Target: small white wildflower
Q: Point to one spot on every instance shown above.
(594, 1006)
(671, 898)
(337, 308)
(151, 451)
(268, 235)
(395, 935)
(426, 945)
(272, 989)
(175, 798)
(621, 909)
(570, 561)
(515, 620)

* Exercise prompt
Copy the material above with "bloom" substituted for "wildflower". Leave every other line and character as it is.

* Problem solution
Target: small white bloom
Q: Point to one spot on every instance shown above.
(594, 1006)
(671, 898)
(337, 308)
(151, 451)
(268, 235)
(395, 935)
(426, 945)
(272, 989)
(175, 798)
(621, 909)
(570, 561)
(515, 620)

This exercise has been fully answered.